* **SOURCE RECORDS**:
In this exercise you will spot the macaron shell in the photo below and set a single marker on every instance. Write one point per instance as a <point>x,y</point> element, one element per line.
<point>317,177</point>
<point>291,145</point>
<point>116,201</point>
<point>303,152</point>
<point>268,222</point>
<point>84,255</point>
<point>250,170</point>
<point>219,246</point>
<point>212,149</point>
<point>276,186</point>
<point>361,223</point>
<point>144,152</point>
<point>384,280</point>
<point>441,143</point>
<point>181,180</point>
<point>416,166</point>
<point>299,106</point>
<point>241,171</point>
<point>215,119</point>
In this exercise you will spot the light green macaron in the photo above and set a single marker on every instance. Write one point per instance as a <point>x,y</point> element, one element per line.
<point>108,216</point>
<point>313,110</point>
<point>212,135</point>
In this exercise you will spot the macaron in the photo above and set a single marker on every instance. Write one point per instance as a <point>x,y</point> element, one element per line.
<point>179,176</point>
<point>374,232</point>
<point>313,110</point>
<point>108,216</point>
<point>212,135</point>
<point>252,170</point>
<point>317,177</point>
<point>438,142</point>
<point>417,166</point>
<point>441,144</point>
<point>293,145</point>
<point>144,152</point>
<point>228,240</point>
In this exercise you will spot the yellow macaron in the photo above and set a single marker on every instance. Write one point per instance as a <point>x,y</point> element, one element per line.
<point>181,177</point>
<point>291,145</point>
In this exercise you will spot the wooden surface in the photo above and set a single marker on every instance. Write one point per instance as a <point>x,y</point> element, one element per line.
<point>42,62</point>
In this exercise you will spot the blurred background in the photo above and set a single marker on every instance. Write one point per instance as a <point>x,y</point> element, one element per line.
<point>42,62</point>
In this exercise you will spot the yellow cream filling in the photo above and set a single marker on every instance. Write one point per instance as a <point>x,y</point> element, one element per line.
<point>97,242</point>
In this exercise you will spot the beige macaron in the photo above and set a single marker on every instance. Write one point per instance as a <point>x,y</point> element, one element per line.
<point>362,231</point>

---

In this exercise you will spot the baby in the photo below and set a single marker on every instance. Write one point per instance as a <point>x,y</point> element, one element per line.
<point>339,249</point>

* **WHAT IS EXPECTED**: From the records above, extract everything from the line containing "In this exercise you will spot the wooden" down to the line containing "<point>362,231</point>", including both of those lines, and reproduce it verbatim.

* **TASK SOLUTION**:
In this exercise you will spot the wooden surface in the photo above and set a single marker on every instance. Write one point per instance as a <point>x,y</point> element, one element per line.
<point>42,62</point>
In this exercise you will spot the blurred background in the photo above and set a single marker on every instance. Write one point per instance as a <point>x,y</point> element, one element per line.
<point>42,62</point>
In this exercise you will spot the yellow cream filling in the photo above and set a single marker on every instance. Write one point per instance as a <point>x,y</point> element, one element per line.
<point>97,242</point>
In this exercise you will spot the beige macaron in the photo above and set a single marker on every instance. Write one point per instance as a <point>x,y</point> element, one element per line.
<point>362,231</point>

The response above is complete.